> TEXTE FOURNI:
▽

CHRONOTOPIES / CHRONOTOPICS - INTRODUCTION de l'ouvrage
INTRODUCTION
Nouvelles lectures et écritures des mondes en mouvement
Guillaume Drevon, Luc Gwiazdzinski, Olivier Klein
Le géographe n’est plus le savant du Petit Prince de Saint-Exupéry décrivant des « géographies qui ne se démodent jamais ». C’est un observateur désorienté qui sait que ses cartes vieillissent vite et qui s’interroge sur les dynamiques en cours et sur les modes d’observation et de représentation possibles.
À l'heure de l'information en continu, nous n’avons jamais vécu des temporalités aussi disloquées, hétéroclites et inconciliables. À une concomitance des espaces et des temps a succédé un éclatement, une disjonction conjuguée à une nouvelle temporalité faisant naître de nouveaux agencements, de nouvelles configurations, de nouvelles territorialités et temporalités, un enchevêtrement des « mondes » (Descola, 2014) en mouvement que nous devons appréhender, apprendre à lire et à écrire.
Dans ce contexte, les modes d’observation et les approches conventionnelles de la cartographie et de la carte « représentation géométrique conventionnelle, plane, en positions relatives, de phénomènes concrets ou abstraits, localisables dans l'espace à un moment donné » (CFC, 1990) ne sont plus adaptées.
Il nous faut réapprendre à observer et représenter – « replacer devant les yeux de quelqu'un » – ces nouveaux « mondes » pour y « habiter » au sens du géographe Eric Dardel (1952) : « un mode de connaissance du monde et un type de relations affectives loin d’une approche abstraite ou technocratique de l’espace ».
Il nous faut sans doute réapprendre à « lire » nos environnements au sens où nous avons appris à « lire » les paysages – cette action de déchiffrer tout ce qui nous entoure – avant de passer à l’abstraction, à « l’écriture » – utilisation des signes graphiques, à la représentation, à la cartographie – qui n’a rien à voir avec un document objectif. La carte n’est pas le territoire (Korzybski, 2007).
Dans ce cadre la notion de temps, « signification que les collectivités humaines ont donné au changement, son organisation pour atteindre des objectifs et des valeurs » (Tabboni, 2006) est une clé d'entrée centrale pour l'observation et la représentation des systèmes complexes, des organisations, des sociétés et des territoires en mouvement. Géographes, urbanistes, sociologues et architectes doivent « faire l'effort [...] d'imaginer la ville comme un être à quatre dimensions ou un labyrinthe dans lequel l'individu se déplacerait [...] à la fois dans le temps (t) et dans l'espace (x,y,z) » (Cauvin, Gwiazdzinski, 2002). Il faut s’intéresser à « l’architecture des temps » (Bonfiglioli, 1990), explorer la notion de « chronotope » – « Condition essentielle des rapports spatio-temporels » (Baktine, 1978) telle qu'elle a été assimilée par la littérature – et passer à une approche « chronotopique » (Bonfiglioli, 1999), à l’articulation des deux dimensions, imaginer d’autres outils d’observation, de représentation et d’analyse des espaces et des temps de la « ville polychronique » (Boulin, Mückenberger, 2002).

△

> DONNÉES FOURNIES:
▽

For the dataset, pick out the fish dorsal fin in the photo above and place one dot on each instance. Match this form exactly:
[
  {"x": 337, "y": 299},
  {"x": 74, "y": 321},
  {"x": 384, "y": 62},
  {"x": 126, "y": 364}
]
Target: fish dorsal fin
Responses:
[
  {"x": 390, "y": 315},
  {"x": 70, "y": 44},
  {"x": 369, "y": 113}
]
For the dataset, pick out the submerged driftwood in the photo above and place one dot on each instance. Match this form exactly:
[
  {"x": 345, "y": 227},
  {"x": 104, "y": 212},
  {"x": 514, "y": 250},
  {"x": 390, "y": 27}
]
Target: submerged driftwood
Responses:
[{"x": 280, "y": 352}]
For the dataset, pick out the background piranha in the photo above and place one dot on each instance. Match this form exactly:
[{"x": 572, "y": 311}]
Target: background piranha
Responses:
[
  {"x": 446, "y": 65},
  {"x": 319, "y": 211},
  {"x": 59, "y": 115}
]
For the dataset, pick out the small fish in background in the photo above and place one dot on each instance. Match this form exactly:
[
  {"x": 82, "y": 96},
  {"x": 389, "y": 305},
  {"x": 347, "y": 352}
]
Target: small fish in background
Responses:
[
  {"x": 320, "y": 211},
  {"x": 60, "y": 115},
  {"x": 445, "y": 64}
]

△
▽

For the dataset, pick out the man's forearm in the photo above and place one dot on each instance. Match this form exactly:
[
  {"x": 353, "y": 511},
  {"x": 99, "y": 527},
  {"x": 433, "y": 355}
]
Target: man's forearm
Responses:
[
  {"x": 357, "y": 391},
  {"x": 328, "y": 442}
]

△

> CONSIGNES:
(a) Selon l'introduction sur les chronotopies, pourquoi les modes d'observation et les approches conventionnelles de la cartographie ne sont-ils plus adaptés ? Répondez en une à trois phrases.
(b) Poursuivez l'introduction sur les chronotopies à partir de sa dernière phrase.

> RÉPONSES DANS L'ORDRE:
(a) Ils ne sont plus adaptés parce que nous vivons des temporalités disloquées, hétéroclites et inconciliables. À une concomitance des espaces et des temps a succédé un éclatement, une disjonction qui fait naître de nouveaux agencements, configurations, territorialités et temporalités. Il en résulte un enchevêtrement des « mondes » en mouvement qu'il faut appréhender, apprendre à lire et à écrire.

(b)
Bien que très diversifiées, les possibilités de cartographier les temps du quotidien ont longtemps été bridées du fait d’un manque de données pertinentes. Face à ces lacunes, l’accent a davantage été mis sur les techniques de collecte, lourdes mais indispensables, au détriment des représentations associées. Cette étape était un pré-requis incontournable pour disposer de données multidimensionnelles originales et adaptées combinant les dimensions spatiales, temporelles et thématiques d’un domaine d’expertise avant de pouvoir exploiter les potentiels d'innovation en termes de représentations.
Depuis une dizaine d’années, la situation a changé et une masse de données sans précédent est dorénavant accessible grâce à l’explosion quantitative de l’information numérique. De nouveaux outils du quotidien, comme les smartphones et autres objets connectés, ont rendu possible une collecte continue et quasi-automatique de données spatio-temporelles. Renvoyant à la problématique des Big Data, ces progrès technologiques, qui ont démocratisé la géolocalisation, offrent des développements sans limites et ouvrent un nouvel horizon à la cartographie et aux représentations combinant espace et temps. De nouveaux modes de visualisations spatio-temporelles et dynamiques, ont été développés dans le champ de la géographie, de la sociologie, de l’urbanisme, de l’architecture, de la cartographie et de la création artistique. Il convient de les recenser, de les critiquer pour les améliorer ou en imaginer d'autres dans un cadre pluri et trans-disciplinaire.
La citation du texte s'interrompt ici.